The WP map tells me my hits have come from over 20 countries around the world. The map shows the top 10 countries. I’m pleased to see Mauritius & Kenya still in the top 10.

Most popular posts were the photo essays. People clearly can’t enough of snow people. all are recent posts but there have been dips into the archives. One was a surprise. My post about Sengalese director Ousmane Sembène (https://topoet.ca/2019/10/07/ousmane-sembene/) experience a a handful of looks. I guess someone is teaching a film course on obscure African film directors. Rereading the blog makes me want to see the movies again.

Pacific Mall Train ride

Really enjoyed CBC’s BollyWed & look forward to season 2. It is a fun, humorous look at life in Toronto’s Gerrard St E, Little India. I like the fact every line isn’t a punch line & the fact that characters aren’t bent on out-joking one another. Happy Best in Miniature has returned for another season of tiny jars of pickled plums. I find myself squinting by the end of each episode lol. 

Watched: The Ring (1952) a surprisingly direct film about anti-Mexican racism with hood performances, decent fight scenes & a sort of happy ending. Early Rita Moreno & Spanish dialogue without subtitles. Excellent.

▶ Available data:
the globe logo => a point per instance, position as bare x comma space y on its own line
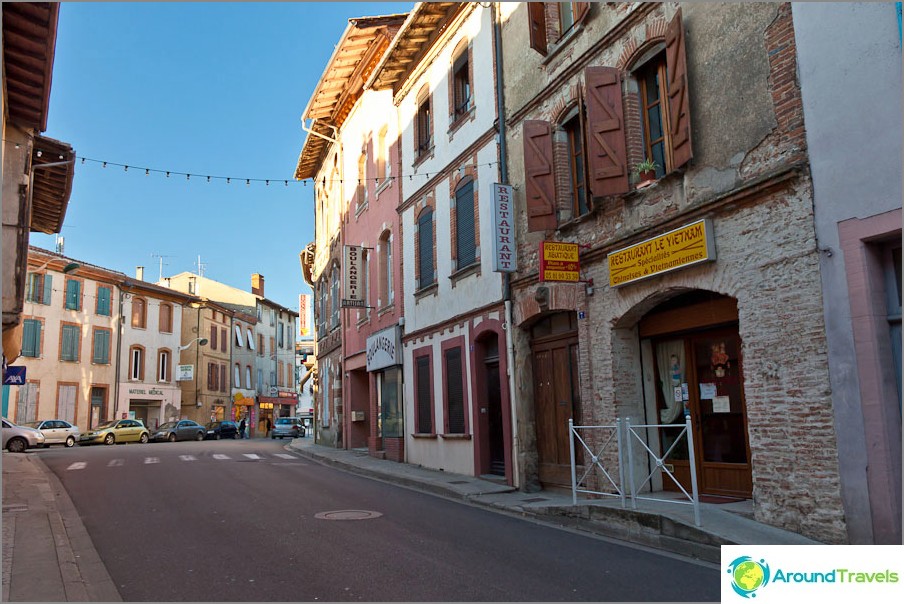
748, 575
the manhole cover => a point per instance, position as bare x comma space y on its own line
347, 515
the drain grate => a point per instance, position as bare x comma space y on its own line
347, 515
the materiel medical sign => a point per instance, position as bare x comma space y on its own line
680, 248
559, 262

▶ Activity list:
a) Please output everything in the blog post from "The WP map tells" down to "the top 10.", word for word.
b) Answer these questions about the blog post, one per line:
(i) According to the WP map, from how many countries have the blog's hits come?
(ii) What Toronto neighborhood does BollyWed take a look at?
(iii) What year is given for The Ring?
The material has no connection to the blog post.

▶ Solutions for each task:
a)
The WP map tells me my hits have come from over 20 countries around the world. The map shows the top 10 countries. I’m pleased to see Mauritius & Kenya still in the top 10.

b)
(i) Over 20 countries.
(ii) Gerrard St E, Little India.
(iii) 1952.